Return every line of the data below verbatim, without changing anything.

Shape boundary entries:
• • • •

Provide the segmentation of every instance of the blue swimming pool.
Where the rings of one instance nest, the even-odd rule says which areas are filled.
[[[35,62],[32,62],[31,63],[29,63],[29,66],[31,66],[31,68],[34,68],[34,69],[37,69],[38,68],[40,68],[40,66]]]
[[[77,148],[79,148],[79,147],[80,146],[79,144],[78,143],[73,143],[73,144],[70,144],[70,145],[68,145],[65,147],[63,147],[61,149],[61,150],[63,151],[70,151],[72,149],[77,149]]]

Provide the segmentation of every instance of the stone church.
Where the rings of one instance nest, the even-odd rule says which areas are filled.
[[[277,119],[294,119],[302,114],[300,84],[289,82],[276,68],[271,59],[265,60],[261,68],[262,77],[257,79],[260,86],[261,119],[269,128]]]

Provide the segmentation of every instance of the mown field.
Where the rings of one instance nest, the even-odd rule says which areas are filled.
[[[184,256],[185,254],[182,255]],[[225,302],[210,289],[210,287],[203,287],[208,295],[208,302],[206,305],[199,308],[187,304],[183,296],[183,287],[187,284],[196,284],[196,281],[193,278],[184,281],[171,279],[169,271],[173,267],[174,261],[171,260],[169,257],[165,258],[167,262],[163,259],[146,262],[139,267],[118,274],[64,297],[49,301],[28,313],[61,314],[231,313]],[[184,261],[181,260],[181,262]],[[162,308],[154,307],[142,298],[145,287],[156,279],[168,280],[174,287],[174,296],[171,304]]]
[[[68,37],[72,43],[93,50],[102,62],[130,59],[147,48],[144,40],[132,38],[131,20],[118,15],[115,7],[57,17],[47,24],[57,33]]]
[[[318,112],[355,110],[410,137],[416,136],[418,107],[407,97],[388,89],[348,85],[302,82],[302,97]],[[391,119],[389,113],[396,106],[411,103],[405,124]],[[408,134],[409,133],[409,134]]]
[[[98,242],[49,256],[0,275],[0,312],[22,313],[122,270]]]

• • • •

** Response below **
Provide the segmentation of every instance of the blue swimming pool.
Where the rings of one instance nest, the even-odd rule says which areas are filled.
[[[35,62],[32,62],[31,63],[29,63],[29,66],[31,66],[31,68],[34,68],[34,69],[37,69],[38,68],[40,68],[40,66]]]
[[[77,148],[79,148],[79,147],[80,146],[79,144],[78,143],[73,143],[73,144],[70,144],[70,145],[68,145],[65,147],[63,147],[61,149],[61,150],[63,151],[70,151],[72,149],[77,149]]]

Provide the segmentation of every instance of the stone church.
Where the rings of one instance nest, the even-odd rule says which areas are filled.
[[[277,119],[294,119],[302,114],[300,84],[289,82],[276,68],[271,59],[265,60],[261,68],[262,77],[257,79],[260,86],[261,119],[269,128]]]

Provide the segmentation of every instance of the mown field.
Where the rings of one instance nest, the even-odd rule says which areas are filled.
[[[184,256],[185,254],[182,255]],[[225,302],[210,289],[210,287],[203,287],[208,295],[208,302],[206,305],[199,308],[187,304],[183,296],[183,287],[187,284],[196,284],[196,281],[193,278],[184,281],[171,279],[169,271],[173,267],[174,261],[171,260],[169,257],[165,258],[167,262],[163,259],[146,262],[139,267],[118,274],[64,297],[49,301],[28,313],[61,314],[231,313]],[[184,261],[181,260],[181,262]],[[162,308],[154,307],[142,298],[145,287],[156,279],[168,280],[174,287],[174,296],[171,304]]]
[[[68,37],[72,43],[93,50],[102,62],[130,59],[147,48],[144,40],[132,38],[131,20],[118,15],[115,7],[57,17],[47,24],[57,33]]]
[[[318,112],[355,110],[410,137],[416,136],[418,107],[407,97],[388,89],[348,85],[302,82],[302,97]],[[391,119],[389,113],[396,106],[411,103],[405,124]],[[408,134],[409,133],[409,134]]]
[[[98,242],[49,256],[0,275],[0,312],[22,313],[122,270]]]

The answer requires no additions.